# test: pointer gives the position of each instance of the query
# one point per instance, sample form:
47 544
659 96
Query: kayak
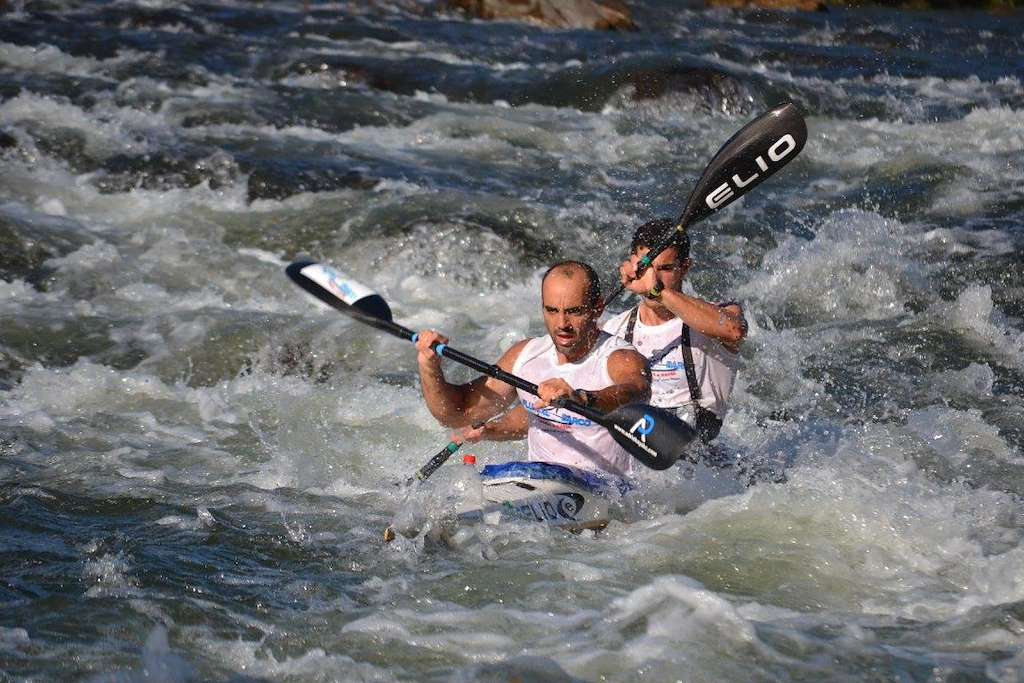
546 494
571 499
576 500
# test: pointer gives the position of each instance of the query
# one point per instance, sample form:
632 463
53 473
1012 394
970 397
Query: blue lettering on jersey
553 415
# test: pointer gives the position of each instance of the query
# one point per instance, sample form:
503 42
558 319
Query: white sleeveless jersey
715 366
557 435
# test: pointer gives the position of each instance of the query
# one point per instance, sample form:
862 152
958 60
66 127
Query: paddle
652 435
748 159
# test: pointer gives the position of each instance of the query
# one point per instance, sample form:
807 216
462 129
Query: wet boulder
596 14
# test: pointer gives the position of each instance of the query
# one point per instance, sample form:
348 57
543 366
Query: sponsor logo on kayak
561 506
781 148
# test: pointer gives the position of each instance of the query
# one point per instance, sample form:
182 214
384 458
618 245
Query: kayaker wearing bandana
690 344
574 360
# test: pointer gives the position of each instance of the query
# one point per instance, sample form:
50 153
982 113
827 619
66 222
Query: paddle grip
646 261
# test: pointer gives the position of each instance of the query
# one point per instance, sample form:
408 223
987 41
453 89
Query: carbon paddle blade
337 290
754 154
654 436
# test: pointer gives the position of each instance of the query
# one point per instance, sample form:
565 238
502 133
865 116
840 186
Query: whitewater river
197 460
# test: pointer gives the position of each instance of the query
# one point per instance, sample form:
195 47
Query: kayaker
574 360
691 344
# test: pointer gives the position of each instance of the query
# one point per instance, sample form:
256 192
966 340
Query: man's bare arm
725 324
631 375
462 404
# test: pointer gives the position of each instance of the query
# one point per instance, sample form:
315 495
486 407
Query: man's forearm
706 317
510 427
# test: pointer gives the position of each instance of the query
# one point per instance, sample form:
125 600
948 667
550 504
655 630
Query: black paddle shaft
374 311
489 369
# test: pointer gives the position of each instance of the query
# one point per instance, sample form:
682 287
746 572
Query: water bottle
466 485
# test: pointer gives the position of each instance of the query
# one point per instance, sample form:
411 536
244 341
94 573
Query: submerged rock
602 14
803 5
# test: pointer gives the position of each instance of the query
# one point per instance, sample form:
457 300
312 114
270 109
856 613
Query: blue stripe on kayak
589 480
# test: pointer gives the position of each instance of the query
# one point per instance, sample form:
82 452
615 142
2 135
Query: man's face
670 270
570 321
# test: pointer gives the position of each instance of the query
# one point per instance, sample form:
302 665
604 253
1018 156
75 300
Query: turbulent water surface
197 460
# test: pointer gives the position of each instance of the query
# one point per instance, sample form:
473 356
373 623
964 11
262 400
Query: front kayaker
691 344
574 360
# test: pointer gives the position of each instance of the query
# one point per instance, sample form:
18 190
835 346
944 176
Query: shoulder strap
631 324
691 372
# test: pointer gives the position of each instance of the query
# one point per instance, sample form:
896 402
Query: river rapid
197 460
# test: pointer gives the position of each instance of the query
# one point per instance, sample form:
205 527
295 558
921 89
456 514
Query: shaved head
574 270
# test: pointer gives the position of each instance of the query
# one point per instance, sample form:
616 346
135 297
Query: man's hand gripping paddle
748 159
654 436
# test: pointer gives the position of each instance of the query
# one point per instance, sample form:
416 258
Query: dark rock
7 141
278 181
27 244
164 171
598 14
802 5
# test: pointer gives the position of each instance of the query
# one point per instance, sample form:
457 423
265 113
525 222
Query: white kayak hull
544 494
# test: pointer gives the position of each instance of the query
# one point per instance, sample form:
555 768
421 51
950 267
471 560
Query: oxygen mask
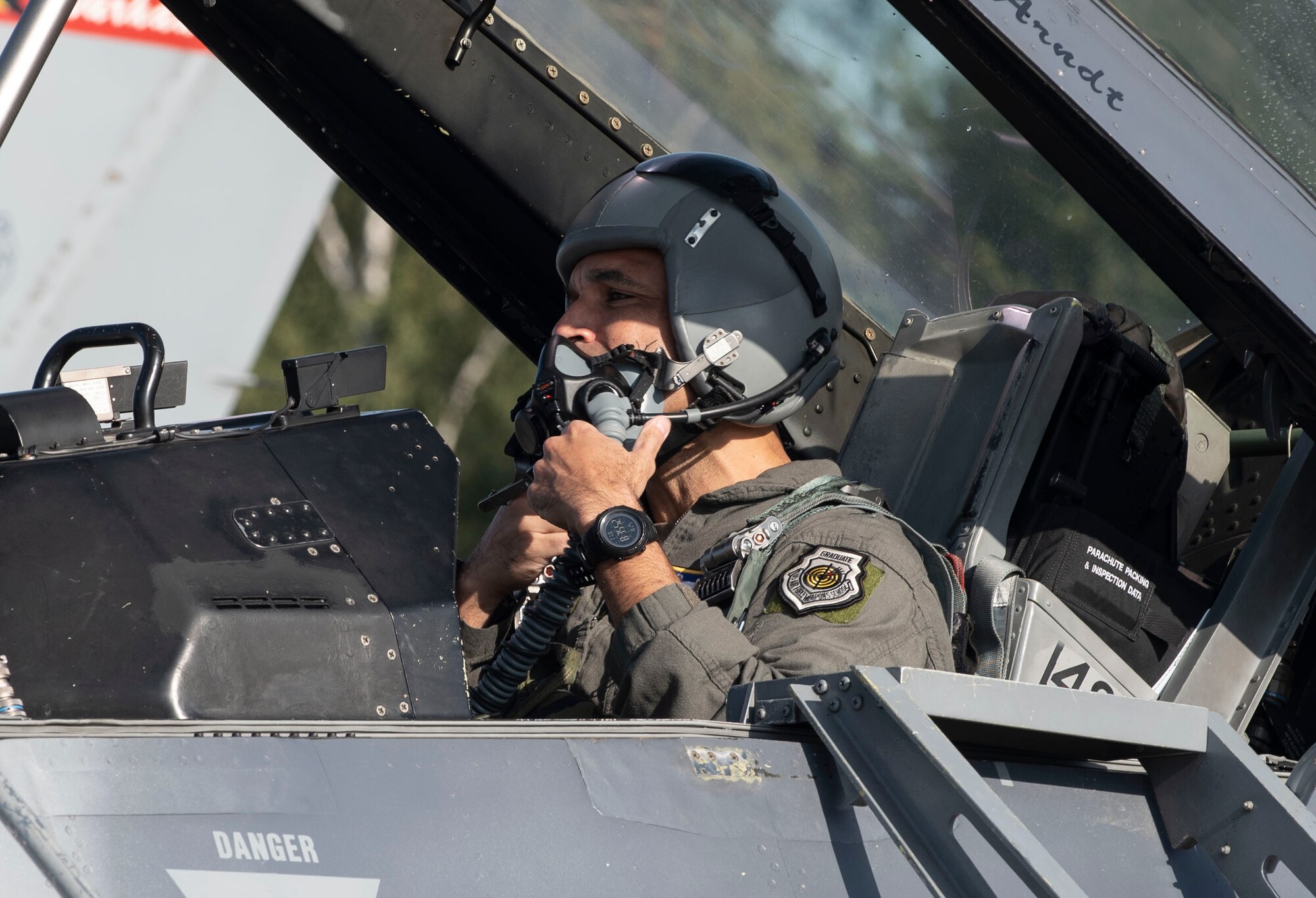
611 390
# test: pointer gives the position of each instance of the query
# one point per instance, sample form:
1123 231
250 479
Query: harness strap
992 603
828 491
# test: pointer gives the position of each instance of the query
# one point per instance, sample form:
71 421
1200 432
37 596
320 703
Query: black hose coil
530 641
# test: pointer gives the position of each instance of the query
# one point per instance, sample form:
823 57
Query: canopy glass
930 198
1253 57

• [PROBLEM] Exact copies of all the entries are needed; output them without the pictures.

• [WRITTEN RESPONSE]
# test: pointer gives the position of each instance of the query
# one point per instance, sample form:
47 544
659 96
Query: kayak
546 494
571 499
576 500
# test: pointer gives the position of each instance of the query
# one point per instance, sample form:
632 463
53 473
1012 394
970 397
Query: blue lettering on jersey
553 415
# test: pointer gives the position of each instance of the query
# one point per instance, sample form:
503 42
558 319
Query: white sleeveless jersey
715 366
557 435
# test: pointer gives the position of each instance of the query
# one point per instance, sample form:
862 152
958 60
66 127
Query: paddle
652 435
748 159
# test: pointer gives the position of each instance of the query
# one point per instance, sample form:
807 216
462 129
Query: wet boulder
596 14
# test: pointer gives the position of each instance of the query
# one point per instance, sample form:
348 57
543 366
Query: sponsor logo on kayak
561 506
781 148
# test: pointer gives the position of each instance of the query
# one point per instance, sample form:
182 214
384 458
618 245
Query: kayaker wearing bandana
690 344
574 360
# test: pointer gives the position of each instance of the query
# one point per instance, sample form:
50 153
982 113
827 619
66 222
Query: paddle grip
646 261
# test: pointer gives the position of each instance of the query
# one point per instance, sample form:
408 223
987 41
453 89
Query: carbon paddle blade
337 290
754 154
654 436
# test: pointer gives the position of each instance of the query
# one point per instance, sample form:
565 238
502 133
865 116
840 186
Query: whitewater river
197 460
# test: pointer gives the position of each instance of the query
# one point per instance, sample form:
195 47
Query: kayaker
574 360
691 344
# test: pointer gives the position of each instance of the query
# one point per instance, sample form:
256 192
966 340
Query: man's bare arm
725 324
631 375
462 404
# test: pointer gives the position of each instance of the query
# one point per instance, sample form:
315 495
486 407
Query: man's forearm
706 317
510 427
# test: pointer gives the position of each instance of the query
# one point per instance, sample form:
125 600
948 667
550 504
655 630
Query: black paddle shaft
374 311
489 369
# test: pointer gives the position of each instance of the query
# one point per instance, sample form:
682 287
746 572
Query: water bottle
466 485
# test: pointer gives the position of each instance of the query
# one point per instance, sample form:
411 536
244 341
94 573
Query: submerged rock
602 14
803 5
# test: pointer gives the position of each instance of the query
# one point per instance, sample form:
457 300
312 114
270 109
856 613
Query: blue stripe on kayak
589 480
# test: pointer gives the position of each instance of the query
# one point per instance, sample form:
82 452
615 142
2 135
Query: man's face
670 270
570 321
# test: pointer gives the position of each instance of the query
# one point per instance, sample form:
302 665
604 253
1018 156
75 300
Query: turbulent water surface
197 460
# test: pointer gives the position of each instance of the query
# one point per instance, sample form:
473 356
373 623
964 11
262 400
Query: front kayaker
691 344
574 360
# test: pointer gives the position of each instance of the query
# one point per instance, sample form:
18 190
835 346
944 176
Query: shoulder strap
631 324
691 372
# test: pointer gives the position of each instance of the query
# one point per instance, sample form:
896 402
Query: river rapid
197 460
# test: pointer gives the position of each instance of the query
# one point per instance, sample form:
205 527
295 558
921 89
456 514
Query: shaved head
574 270
# test: pointer gives the position of each instance of the query
# one point per instance, sample form:
616 346
135 297
Query: man's hand gripping paddle
748 159
654 436
# test: pointer gives the position of each instance of the query
# one point per instance, sample form:
416 258
Query: dark rock
7 141
278 181
27 244
164 171
598 14
802 5
# test: pointer gives the position of each instance of the query
# one point per instance, sample form:
457 423
265 113
525 222
Query: white kayak hull
544 494
# test: pointer gives the position of each instance of the query
# one point per instance, sample form:
555 768
421 51
950 267
471 560
Query: oxygen mask
611 390
# test: pointer gives the position of each instance of the query
# one point per instance, sample form:
1123 231
250 479
Query: harness strap
992 603
828 491
# test: pointer gives the position of each instance of the query
# one point per instance, sample form:
71 421
1200 432
37 596
320 703
Query: black hose coil
530 641
# test: pointer gives the position of each instance of the query
# one point per instance, sample form:
823 57
Query: canopy glass
930 198
1253 57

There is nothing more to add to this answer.